### SUPPLIED MATERIAL ###
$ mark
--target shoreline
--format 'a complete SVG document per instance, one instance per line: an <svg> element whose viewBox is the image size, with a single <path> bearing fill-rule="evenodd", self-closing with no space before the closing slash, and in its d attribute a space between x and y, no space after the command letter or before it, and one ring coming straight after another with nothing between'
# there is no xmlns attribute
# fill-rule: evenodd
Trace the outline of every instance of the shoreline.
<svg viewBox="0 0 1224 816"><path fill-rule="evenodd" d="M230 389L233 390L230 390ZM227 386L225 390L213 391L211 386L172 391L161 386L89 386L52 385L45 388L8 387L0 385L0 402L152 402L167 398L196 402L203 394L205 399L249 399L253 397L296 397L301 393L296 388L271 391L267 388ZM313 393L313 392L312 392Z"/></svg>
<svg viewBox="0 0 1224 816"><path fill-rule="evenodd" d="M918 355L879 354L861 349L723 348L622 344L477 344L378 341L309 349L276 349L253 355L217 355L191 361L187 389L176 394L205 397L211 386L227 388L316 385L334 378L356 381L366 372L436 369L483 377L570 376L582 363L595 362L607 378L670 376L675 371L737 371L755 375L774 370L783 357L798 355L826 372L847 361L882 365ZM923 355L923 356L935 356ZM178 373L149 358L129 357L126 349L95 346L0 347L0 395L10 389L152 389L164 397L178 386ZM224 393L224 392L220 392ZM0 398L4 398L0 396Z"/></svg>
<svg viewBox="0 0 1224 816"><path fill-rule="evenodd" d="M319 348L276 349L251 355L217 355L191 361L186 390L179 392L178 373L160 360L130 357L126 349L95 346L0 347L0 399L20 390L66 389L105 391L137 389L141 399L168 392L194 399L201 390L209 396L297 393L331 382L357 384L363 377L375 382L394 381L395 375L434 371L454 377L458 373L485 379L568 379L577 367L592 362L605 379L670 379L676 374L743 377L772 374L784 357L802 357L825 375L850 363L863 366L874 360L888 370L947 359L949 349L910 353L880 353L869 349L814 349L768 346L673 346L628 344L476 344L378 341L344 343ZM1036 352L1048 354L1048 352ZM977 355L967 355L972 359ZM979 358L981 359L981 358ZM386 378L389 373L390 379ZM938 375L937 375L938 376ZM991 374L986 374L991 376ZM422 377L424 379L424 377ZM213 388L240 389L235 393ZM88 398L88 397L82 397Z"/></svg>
###
### SUPPLIED MATERIAL ###
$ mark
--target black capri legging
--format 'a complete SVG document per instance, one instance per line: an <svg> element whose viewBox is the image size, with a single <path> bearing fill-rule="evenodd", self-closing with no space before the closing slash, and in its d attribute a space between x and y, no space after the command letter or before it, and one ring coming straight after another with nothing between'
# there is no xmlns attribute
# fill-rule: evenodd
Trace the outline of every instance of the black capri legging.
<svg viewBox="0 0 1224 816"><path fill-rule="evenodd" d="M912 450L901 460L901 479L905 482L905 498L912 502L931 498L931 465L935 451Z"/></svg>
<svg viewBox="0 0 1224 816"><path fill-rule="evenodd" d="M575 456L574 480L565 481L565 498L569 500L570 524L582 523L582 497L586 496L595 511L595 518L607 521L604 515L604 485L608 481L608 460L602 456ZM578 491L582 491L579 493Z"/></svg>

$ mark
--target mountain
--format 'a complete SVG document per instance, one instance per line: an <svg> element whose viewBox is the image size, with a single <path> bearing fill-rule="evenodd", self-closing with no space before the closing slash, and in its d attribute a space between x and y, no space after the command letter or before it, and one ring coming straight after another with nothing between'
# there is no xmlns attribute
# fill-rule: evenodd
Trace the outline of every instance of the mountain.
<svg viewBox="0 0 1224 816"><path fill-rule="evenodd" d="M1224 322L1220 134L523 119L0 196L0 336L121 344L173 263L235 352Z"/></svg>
###
_EXERCISE GOAL_
Find "--target black capri legging" in the entries above and copy that whole line exactly, then each line after it through the line that contains "--target mountain".

_TASK OUTPUT_
--target black capri legging
--format 'a complete SVG document per instance, one instance per line: an <svg> element whose viewBox is the image size, with a single <path> bearing fill-rule="evenodd", self-closing with no space before the closing slash, and in its d attribute a space between x and y, no space after the command letter or before it, and one ring coming straight after another with nothing between'
# there is no xmlns attribute
# fill-rule: evenodd
Trace the outline of every instance of the black capri legging.
<svg viewBox="0 0 1224 816"><path fill-rule="evenodd" d="M912 450L901 460L901 479L905 482L905 498L912 502L931 498L931 465L935 451Z"/></svg>
<svg viewBox="0 0 1224 816"><path fill-rule="evenodd" d="M575 456L574 480L565 481L565 498L569 500L570 524L582 523L582 497L586 496L595 511L595 518L607 521L604 515L604 485L608 481L608 460L602 456ZM578 491L582 491L579 493Z"/></svg>

$ mark
--target mountain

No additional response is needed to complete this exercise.